Exercise material
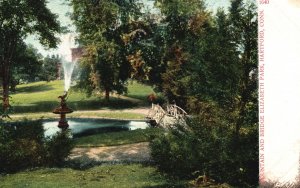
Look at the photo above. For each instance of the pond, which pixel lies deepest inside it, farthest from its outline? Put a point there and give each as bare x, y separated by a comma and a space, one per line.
87, 126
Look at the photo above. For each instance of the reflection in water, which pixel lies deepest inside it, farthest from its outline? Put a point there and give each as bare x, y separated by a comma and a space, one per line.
86, 126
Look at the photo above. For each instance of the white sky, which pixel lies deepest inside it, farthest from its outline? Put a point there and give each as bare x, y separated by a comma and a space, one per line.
61, 9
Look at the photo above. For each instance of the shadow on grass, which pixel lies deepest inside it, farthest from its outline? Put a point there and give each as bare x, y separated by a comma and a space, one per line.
35, 88
48, 106
165, 180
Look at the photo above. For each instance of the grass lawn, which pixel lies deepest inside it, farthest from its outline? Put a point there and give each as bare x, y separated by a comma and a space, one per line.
133, 175
78, 114
42, 97
118, 138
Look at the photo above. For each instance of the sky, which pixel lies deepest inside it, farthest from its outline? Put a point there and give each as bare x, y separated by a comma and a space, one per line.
61, 9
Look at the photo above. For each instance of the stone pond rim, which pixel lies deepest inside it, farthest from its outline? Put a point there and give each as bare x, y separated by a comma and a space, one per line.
63, 109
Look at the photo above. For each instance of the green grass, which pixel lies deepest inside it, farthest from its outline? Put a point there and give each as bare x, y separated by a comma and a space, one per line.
139, 91
134, 175
42, 97
80, 114
118, 138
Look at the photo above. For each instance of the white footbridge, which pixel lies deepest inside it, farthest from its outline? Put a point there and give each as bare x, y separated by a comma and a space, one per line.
166, 117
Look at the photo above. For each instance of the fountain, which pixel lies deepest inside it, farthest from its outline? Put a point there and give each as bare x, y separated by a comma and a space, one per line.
63, 109
68, 60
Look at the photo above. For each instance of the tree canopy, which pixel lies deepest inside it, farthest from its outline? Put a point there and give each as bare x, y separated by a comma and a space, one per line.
18, 18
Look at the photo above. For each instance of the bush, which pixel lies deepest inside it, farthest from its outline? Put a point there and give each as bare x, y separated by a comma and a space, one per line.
23, 145
197, 149
59, 148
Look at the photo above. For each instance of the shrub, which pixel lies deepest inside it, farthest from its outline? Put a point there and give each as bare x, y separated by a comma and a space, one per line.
23, 145
59, 148
198, 149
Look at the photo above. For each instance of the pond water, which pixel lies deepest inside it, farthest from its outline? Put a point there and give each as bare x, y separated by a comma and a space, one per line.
87, 126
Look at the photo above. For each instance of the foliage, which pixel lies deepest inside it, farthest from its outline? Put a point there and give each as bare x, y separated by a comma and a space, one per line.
200, 149
29, 68
50, 69
110, 176
100, 24
18, 18
23, 145
59, 148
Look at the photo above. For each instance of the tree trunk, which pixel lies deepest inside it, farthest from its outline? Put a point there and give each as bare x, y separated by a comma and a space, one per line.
5, 87
107, 95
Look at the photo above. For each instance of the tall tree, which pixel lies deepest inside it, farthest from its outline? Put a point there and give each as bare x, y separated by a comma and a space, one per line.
243, 16
100, 25
29, 65
18, 18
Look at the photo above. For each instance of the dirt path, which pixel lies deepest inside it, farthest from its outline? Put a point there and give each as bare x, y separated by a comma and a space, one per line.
130, 152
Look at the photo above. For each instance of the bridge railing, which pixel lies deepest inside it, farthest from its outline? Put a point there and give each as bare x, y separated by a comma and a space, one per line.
176, 111
157, 113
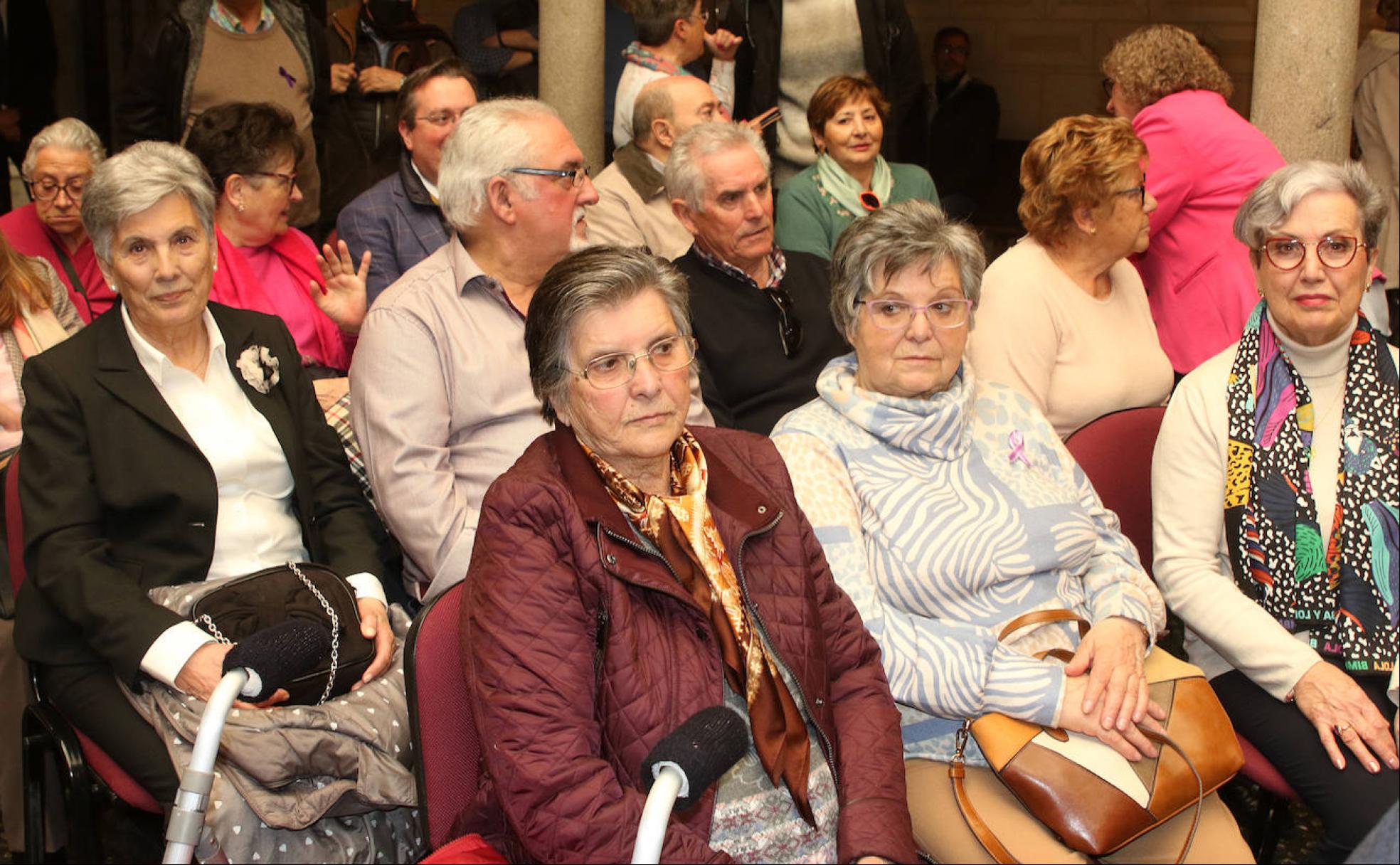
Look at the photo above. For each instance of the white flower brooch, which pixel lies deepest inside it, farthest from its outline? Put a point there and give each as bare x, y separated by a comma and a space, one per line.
260, 368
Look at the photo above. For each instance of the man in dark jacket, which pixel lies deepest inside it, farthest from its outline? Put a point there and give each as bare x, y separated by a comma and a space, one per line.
230, 51
759, 312
373, 46
888, 52
962, 127
398, 218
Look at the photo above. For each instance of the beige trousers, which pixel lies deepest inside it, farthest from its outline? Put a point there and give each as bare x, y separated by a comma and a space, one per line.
943, 833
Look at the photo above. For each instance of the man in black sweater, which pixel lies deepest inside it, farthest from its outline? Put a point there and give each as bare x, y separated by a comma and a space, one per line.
760, 314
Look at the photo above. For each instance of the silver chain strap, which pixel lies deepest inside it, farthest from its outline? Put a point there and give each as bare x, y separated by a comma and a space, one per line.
335, 629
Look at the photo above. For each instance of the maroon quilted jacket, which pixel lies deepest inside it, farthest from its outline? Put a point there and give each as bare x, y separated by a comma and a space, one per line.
584, 651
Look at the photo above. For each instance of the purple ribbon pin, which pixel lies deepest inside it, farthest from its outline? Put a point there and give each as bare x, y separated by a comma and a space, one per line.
1018, 448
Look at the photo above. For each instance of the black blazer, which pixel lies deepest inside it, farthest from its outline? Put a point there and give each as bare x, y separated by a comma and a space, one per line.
118, 499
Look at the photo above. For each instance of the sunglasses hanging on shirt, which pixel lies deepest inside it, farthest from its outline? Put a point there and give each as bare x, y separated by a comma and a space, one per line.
790, 327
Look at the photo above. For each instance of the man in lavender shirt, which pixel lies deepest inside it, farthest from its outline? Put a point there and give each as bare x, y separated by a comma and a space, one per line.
440, 387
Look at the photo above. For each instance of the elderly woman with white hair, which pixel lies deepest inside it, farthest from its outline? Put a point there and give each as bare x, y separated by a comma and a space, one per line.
632, 570
178, 442
56, 169
948, 510
1288, 585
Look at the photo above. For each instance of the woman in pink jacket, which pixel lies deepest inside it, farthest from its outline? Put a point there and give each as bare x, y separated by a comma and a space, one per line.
1203, 160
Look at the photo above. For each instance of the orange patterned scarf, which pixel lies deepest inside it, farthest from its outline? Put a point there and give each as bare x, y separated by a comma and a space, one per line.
681, 525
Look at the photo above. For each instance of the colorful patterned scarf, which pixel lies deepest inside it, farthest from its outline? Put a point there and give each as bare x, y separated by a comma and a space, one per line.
639, 55
681, 525
1342, 593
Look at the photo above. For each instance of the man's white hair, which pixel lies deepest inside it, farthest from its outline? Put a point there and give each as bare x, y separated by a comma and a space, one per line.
490, 139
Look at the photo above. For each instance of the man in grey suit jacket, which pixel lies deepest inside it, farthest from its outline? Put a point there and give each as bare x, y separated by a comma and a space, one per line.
398, 218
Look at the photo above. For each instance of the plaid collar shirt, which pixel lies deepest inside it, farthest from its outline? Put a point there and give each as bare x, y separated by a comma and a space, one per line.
778, 267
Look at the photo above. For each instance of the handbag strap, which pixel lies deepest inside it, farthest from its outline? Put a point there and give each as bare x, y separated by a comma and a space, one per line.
1041, 617
957, 772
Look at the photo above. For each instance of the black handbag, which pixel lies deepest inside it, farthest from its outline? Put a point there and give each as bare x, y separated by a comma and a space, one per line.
312, 593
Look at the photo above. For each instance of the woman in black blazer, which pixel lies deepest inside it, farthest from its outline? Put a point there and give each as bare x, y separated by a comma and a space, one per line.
173, 441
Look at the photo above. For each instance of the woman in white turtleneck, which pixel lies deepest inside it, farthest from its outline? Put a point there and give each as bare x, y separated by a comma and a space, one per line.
1288, 585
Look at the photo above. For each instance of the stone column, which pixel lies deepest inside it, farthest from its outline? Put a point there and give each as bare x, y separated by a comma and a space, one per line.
571, 69
1305, 53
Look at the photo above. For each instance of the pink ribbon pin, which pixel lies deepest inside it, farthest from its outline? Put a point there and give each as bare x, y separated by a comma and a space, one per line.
1018, 448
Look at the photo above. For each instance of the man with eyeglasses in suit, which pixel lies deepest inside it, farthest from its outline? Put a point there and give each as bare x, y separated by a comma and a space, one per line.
398, 218
759, 312
440, 392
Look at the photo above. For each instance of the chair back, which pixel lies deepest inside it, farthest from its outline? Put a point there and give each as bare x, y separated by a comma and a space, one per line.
14, 524
1116, 452
440, 714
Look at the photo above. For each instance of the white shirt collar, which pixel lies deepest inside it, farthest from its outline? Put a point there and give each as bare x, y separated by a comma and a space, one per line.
154, 361
432, 188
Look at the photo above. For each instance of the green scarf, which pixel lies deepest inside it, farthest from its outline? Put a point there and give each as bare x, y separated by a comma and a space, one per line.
846, 189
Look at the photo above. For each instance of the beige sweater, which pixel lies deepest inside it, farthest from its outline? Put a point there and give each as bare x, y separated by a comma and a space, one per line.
1226, 630
635, 211
1076, 356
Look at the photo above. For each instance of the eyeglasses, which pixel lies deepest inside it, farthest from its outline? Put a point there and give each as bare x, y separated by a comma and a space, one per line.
442, 118
1140, 191
286, 181
46, 189
790, 327
896, 315
616, 370
1333, 251
576, 175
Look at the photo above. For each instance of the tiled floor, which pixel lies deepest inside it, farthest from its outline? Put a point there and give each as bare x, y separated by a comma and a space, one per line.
127, 843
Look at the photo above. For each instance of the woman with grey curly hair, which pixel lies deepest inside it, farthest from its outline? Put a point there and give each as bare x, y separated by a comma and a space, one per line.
56, 169
170, 448
943, 503
1288, 584
1203, 160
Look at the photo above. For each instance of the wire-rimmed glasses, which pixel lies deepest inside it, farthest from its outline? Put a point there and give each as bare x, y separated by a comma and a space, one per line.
617, 368
46, 189
576, 175
895, 315
1335, 251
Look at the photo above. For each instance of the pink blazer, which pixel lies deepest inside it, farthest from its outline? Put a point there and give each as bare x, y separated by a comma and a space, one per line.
1203, 160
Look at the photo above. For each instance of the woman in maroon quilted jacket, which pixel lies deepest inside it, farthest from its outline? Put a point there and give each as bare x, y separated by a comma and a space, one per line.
629, 573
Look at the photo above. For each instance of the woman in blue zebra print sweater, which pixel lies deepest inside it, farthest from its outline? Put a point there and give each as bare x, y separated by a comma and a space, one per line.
947, 507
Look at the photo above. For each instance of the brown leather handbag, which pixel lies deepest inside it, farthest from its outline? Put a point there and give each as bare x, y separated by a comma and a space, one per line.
1091, 797
312, 593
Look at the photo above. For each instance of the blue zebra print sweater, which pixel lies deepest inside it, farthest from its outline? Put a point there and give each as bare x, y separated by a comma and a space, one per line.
947, 517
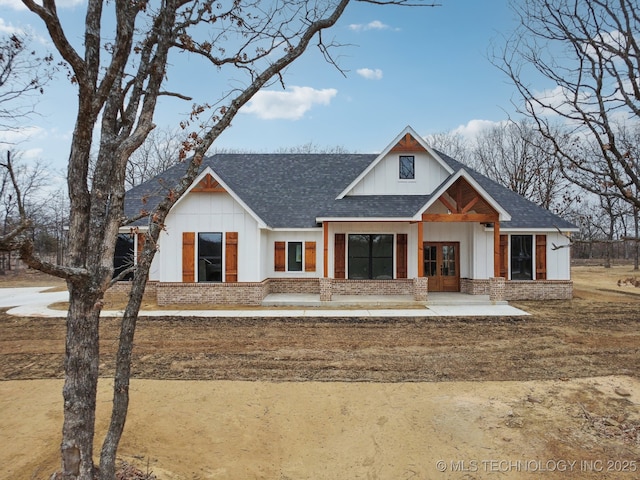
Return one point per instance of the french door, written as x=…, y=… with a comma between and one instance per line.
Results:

Work task
The line with "Look at the photo above. For each instance of the blue" marks the start, and the last line of the material marks the end. Reproduce exactly those two lines and every line between them, without the pictures.

Result for this task
Look at the photo above. For each instance of the blue zebra print sweater, which pixel lies deepest inside it, farthest from its outline? Put a point there and give each as bare x, y separated by a comma and a space, one per line.
947, 517
Return one point per instance of the french door, written as x=…, y=… with a comma between and one instance per line.
Results:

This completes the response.